> **Work instructions**: Convert the entries below into a JSON list of strings with one string for each line, skipping blank lines and leaving the pictures out.

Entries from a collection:

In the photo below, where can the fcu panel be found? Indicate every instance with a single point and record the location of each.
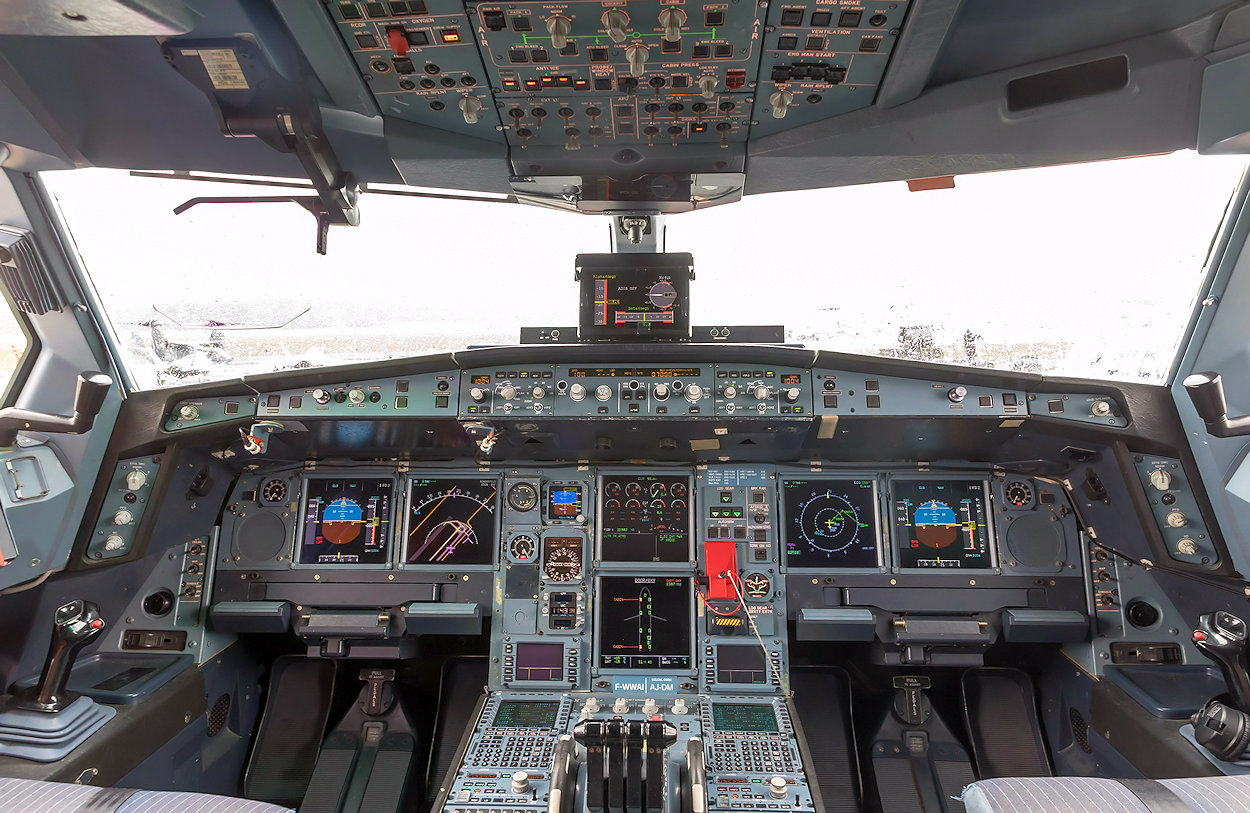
(424, 395)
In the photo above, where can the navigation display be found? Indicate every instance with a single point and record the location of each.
(644, 622)
(540, 662)
(830, 523)
(941, 524)
(526, 714)
(744, 717)
(644, 518)
(634, 297)
(451, 520)
(741, 663)
(346, 520)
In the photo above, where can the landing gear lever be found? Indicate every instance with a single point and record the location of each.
(74, 626)
(1223, 637)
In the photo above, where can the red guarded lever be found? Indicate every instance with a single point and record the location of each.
(398, 39)
(720, 558)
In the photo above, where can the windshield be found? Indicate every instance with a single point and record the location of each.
(1086, 270)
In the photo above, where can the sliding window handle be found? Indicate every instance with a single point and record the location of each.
(89, 395)
(1206, 392)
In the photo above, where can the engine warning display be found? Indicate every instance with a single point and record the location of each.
(941, 524)
(644, 518)
(346, 520)
(451, 520)
(830, 523)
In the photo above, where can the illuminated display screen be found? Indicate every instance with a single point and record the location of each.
(644, 518)
(346, 520)
(741, 664)
(941, 524)
(526, 714)
(644, 622)
(451, 520)
(743, 717)
(829, 523)
(540, 662)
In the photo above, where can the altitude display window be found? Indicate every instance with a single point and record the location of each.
(644, 518)
(941, 524)
(346, 520)
(644, 622)
(830, 523)
(451, 520)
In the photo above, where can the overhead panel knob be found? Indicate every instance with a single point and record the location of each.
(559, 28)
(780, 101)
(615, 21)
(673, 19)
(636, 55)
(470, 108)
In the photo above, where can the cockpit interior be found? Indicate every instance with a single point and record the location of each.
(624, 407)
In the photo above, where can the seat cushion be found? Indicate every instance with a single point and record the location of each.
(1084, 794)
(30, 796)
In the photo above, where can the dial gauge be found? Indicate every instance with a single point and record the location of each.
(1019, 493)
(523, 497)
(521, 548)
(756, 585)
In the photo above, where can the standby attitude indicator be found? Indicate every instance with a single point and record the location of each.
(941, 524)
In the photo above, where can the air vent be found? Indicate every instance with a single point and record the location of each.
(24, 275)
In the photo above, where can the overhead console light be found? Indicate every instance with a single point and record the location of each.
(655, 193)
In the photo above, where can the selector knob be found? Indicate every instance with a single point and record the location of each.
(636, 56)
(615, 23)
(470, 108)
(673, 19)
(780, 101)
(559, 30)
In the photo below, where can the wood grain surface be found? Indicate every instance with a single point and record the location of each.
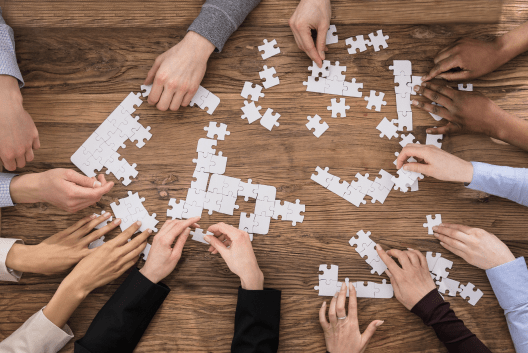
(79, 64)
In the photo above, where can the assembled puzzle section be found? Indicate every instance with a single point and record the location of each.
(100, 149)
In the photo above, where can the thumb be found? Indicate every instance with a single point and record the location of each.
(82, 180)
(321, 40)
(369, 332)
(215, 243)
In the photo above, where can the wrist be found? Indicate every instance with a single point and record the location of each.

> **Correct output**:
[
  "In the photo below, where can the fcu panel be found? Indicate every instance with a single point and record the location of each.",
  "(424, 395)",
  "In the photo above, where can the navigation display be found? Indicate every instance with a single point and record the location of each.",
  "(644, 622)",
  "(540, 662)",
  "(830, 523)",
  "(941, 524)",
  "(526, 714)",
  "(744, 717)",
  "(644, 518)",
  "(634, 297)",
  "(451, 520)",
  "(741, 663)",
  "(346, 520)",
  "In the photo above, where can the landing gear lever be found? Indicate every instance with a single point and record the location of each.",
  "(74, 626)",
  "(1223, 637)",
  "In the photo above, where can the red guarded lever be found? Indicate every instance with a single point and record the location of each.",
  "(398, 39)",
  "(720, 558)",
  "In the photo above, where can the windshield be found? Indicate every instance with a single point and record the location of each.",
  "(1086, 270)",
  "In the photo above, where can the sliding window handle be found? Indicate every instance with a single point and record the location of each.",
  "(89, 395)",
  "(1206, 392)",
  "In the photo above, where can the engine warning display be found? Indicate every instance with a single point and record the location of each.",
  "(941, 524)",
  "(644, 518)",
  "(346, 520)",
  "(451, 520)",
  "(830, 523)",
  "In the photo above, where can the illuminated display screen be found? Indicate every instance with a single point and record the location of each.",
  "(644, 518)",
  "(346, 520)",
  "(741, 664)",
  "(941, 524)",
  "(526, 714)",
  "(644, 622)",
  "(451, 520)",
  "(743, 717)",
  "(829, 523)",
  "(540, 662)",
  "In the photo above, where can the altitude display window be found? Indicate every instance with a single point and record the location of each.",
  "(644, 518)",
  "(941, 524)",
  "(346, 520)",
  "(644, 622)",
  "(830, 523)",
  "(451, 520)",
  "In the photo above, where can the overhead panel knob be found? Indicate every instance with a single point and record the location of each.",
  "(559, 28)",
  "(780, 101)",
  "(615, 21)",
  "(673, 19)",
  "(636, 55)",
  "(470, 108)",
  "In the photo above, where can the cockpit interior be found? Indicate every instance with a single point and record the location of each.",
  "(624, 407)",
  "In the photo above, where can the seat cushion be found? Indicate every instance with a single point and record the location of each.",
  "(1084, 794)",
  "(30, 796)",
  "In the photo above, where can the dial gauge be found? Indicate every instance with a single point and record the location of each.",
  "(1019, 493)",
  "(523, 497)",
  "(521, 548)",
  "(756, 585)",
  "In the photo above, where can the standby attitude indicator be found? Indicate every instance with a single point and record the location of each.",
  "(941, 524)",
  "In the photo above, where can the air vent be found? Indicate every instance with a single point and record the location of each.",
  "(24, 275)",
  "In the photo above, where can the overhead console light be found? Indicate every instance with a single point and record the location of each.",
  "(655, 193)",
  "In the photo above, where can the selector knob be found? Indicate every instance with a single point and record the location of each.",
  "(636, 56)",
  "(615, 23)",
  "(470, 108)",
  "(673, 19)",
  "(780, 101)",
  "(559, 30)",
  "In the photo below, where can the wood grain surface be found? Indicate every instance with a single point and record the location of each.",
  "(79, 64)",
  "In the photo above, where can the assembled puzzle section be found? Indicate every instance with a single point and record the location of each.",
  "(100, 149)",
  "In the photo above, where can the thumb be found? Indicate every instance with a single point and record the location of each.",
  "(82, 180)",
  "(321, 40)",
  "(369, 332)",
  "(215, 243)",
  "In the photo above, where can the wrist be found? Indicate every instance with a single point and record the location of each."
]